**TEXT TO READ**
- Based on: Windmills of the Gods by Sidney Sheldon
- Written by: John Gay
- Directed by: Lee Philips
- Starring: Jaclyn Smith Robert Wagner Ian McKellen Michael Moriarty
- Music by: Perry Botkin
- Countries of origin: United States United Kingdom
- Original language: English

Production
- Executive producer: Sidney Sheldon
- Producer: Michael Viner
- Cinematography: Gayne Rescher
- Running time: 187 minutes
- Production company: ITC Entertainment

Original release
- Network: CBS
- Release: February 7 – February 9, 1988

= Windmills of the Gods (miniseries) =

Windmills of the Gods is a 1988 American two-part television miniseries directed by Lee Philips and starring Jaclyn Smith and Robert Wagner. It is based on the 1987 novel of the same name written by Sidney Sheldon, who also served as executive producer. It was broadcast in two parts by CBS on February 7, 1988, and February 9, 1988. It was the fifth miniseries based on a Sheldon book, and the third adaptation starring Jaclyn Smith.

**INFORMATION SUPPLIED**

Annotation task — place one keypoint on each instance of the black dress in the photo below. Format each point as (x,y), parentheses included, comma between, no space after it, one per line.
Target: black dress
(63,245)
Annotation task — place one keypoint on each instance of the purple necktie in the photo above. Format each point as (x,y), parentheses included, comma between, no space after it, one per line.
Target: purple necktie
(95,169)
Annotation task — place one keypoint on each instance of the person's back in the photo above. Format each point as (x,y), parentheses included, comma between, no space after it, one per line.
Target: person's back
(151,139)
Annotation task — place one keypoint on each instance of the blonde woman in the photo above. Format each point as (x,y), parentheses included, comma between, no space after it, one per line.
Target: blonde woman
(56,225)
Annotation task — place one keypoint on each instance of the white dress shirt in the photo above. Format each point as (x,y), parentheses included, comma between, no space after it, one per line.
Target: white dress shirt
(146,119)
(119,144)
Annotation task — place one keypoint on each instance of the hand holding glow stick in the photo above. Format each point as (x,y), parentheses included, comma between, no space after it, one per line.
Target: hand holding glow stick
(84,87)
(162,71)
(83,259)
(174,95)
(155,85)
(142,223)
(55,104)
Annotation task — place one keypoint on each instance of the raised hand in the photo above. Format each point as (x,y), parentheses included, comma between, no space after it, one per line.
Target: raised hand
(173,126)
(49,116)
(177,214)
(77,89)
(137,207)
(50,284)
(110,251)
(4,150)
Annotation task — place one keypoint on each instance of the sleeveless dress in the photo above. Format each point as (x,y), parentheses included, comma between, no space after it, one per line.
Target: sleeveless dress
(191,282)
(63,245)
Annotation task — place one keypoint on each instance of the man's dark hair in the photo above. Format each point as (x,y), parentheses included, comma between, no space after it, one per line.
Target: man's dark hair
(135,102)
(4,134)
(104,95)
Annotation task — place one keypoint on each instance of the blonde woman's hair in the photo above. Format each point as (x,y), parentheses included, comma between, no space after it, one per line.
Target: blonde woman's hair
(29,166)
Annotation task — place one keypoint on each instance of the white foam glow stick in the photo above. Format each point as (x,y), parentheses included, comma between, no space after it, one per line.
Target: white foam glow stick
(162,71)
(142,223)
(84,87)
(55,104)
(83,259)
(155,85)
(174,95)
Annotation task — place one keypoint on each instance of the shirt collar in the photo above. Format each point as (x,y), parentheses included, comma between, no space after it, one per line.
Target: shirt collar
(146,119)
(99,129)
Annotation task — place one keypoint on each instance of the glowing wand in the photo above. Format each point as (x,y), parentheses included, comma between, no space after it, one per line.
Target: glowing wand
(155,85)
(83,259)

**WORK TO COMPLETE**
In the Windmills of the Gods entry, the release date appears as a span, "February 7 – February 9, 1988," rather than a single day. Explain why, in one to three sentences. Rely only on the Windmills of the Gods entry.

**EXPECTED ANSWER**
The miniseries was a two-part production, and CBS broadcast the parts separately on February 7, 1988, and February 9, 1988. The release line therefore covers both broadcast dates.